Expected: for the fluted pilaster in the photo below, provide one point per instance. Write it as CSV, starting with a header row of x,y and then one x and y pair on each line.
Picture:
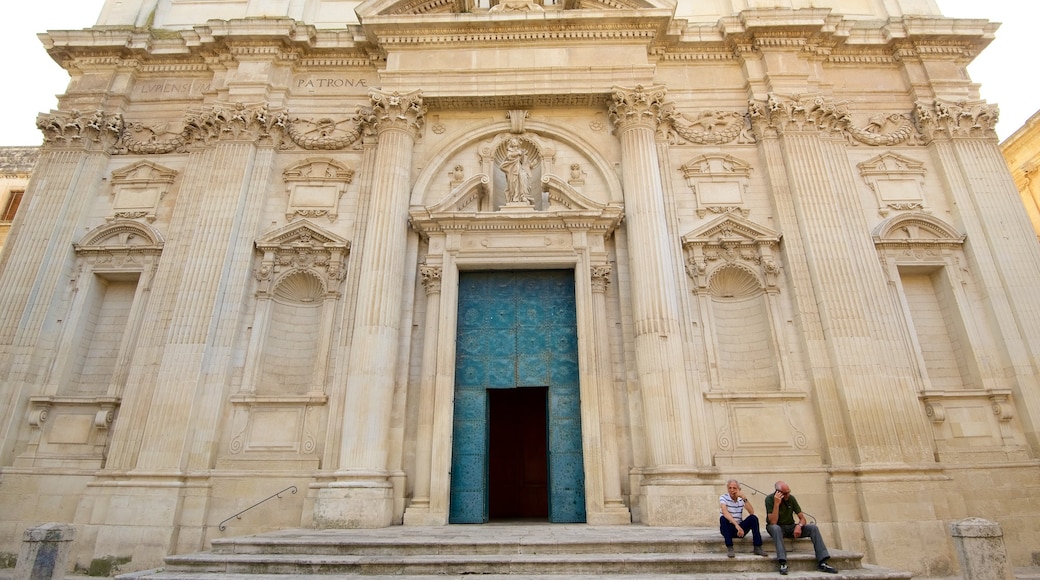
x,y
666,399
604,379
373,353
871,389
47,226
987,204
173,414
420,495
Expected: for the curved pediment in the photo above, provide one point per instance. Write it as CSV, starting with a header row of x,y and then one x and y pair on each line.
x,y
121,234
916,228
302,233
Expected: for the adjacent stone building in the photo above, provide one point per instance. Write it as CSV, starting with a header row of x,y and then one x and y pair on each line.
x,y
16,166
441,262
1021,151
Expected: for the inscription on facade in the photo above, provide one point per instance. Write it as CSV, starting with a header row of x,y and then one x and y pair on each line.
x,y
171,88
339,84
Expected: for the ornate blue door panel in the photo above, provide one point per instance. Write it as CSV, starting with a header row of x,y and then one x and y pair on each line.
x,y
516,330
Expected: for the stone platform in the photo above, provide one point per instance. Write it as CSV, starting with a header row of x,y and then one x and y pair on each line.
x,y
499,551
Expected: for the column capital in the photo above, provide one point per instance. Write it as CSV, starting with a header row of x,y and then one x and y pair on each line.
x,y
600,278
396,111
431,279
639,106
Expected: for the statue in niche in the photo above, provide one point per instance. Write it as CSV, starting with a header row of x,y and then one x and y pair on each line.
x,y
517,170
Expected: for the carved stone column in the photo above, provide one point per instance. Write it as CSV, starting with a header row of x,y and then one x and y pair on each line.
x,y
986,202
362,495
49,227
615,511
418,510
665,393
812,184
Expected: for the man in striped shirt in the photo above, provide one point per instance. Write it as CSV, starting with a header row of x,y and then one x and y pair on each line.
x,y
731,521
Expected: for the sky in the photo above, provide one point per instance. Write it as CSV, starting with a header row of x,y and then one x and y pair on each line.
x,y
1006,70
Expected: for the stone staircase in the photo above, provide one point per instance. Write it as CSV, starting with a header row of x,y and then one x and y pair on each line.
x,y
507,550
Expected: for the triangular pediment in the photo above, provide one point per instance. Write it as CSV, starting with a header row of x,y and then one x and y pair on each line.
x,y
891,164
144,172
730,229
304,233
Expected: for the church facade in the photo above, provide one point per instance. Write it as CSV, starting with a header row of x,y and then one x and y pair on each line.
x,y
432,262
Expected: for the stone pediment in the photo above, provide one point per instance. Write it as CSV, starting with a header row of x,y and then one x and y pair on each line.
x,y
122,245
121,234
730,229
916,229
731,240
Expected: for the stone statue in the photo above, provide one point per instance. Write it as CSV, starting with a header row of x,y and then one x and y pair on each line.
x,y
517,173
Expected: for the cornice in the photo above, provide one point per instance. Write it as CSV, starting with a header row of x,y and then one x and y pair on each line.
x,y
492,28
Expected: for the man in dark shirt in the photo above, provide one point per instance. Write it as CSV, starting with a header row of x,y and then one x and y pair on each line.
x,y
781,509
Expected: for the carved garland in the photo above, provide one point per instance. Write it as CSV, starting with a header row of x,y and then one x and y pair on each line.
x,y
110,132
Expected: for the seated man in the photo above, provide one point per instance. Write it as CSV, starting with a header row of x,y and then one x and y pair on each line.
x,y
781,508
731,521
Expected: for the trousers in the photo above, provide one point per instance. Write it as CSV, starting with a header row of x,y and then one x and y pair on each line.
x,y
779,532
750,524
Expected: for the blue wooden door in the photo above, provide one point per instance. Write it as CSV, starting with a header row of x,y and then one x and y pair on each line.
x,y
516,330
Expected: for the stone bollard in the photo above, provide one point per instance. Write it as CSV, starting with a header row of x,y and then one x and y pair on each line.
x,y
45,550
980,549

•••

**Exercise task:**
Rewrite the lines from the one containing "Expected: for the seated" through the last line, putting "a single point for each instance" wherever "one point per instance" appears and leaving everything else unchanged.

**Result for this exercise:**
Expected: for the seated man in the photo above, provide a single point for each instance. Write it as CSV, starting with a header row of x,y and then one x and y pair on each line.
x,y
781,508
731,521
Expected: for the trousers in the photo above, provide a single point for each instance. Write it as CSV, starting with a header row of x,y and then one x and y pair on each line.
x,y
779,532
750,524
Expected: for the blue wooden door in the photo above, provide a single point for each instance. Write it as CSV, starting with a header row of x,y and then one x and y pair on each line.
x,y
516,330
Expected: for the stone bollard in the photo above, provide a single point for each instance. Write it as CSV, starting with a header row of x,y and then one x and y pair on each line.
x,y
45,550
980,549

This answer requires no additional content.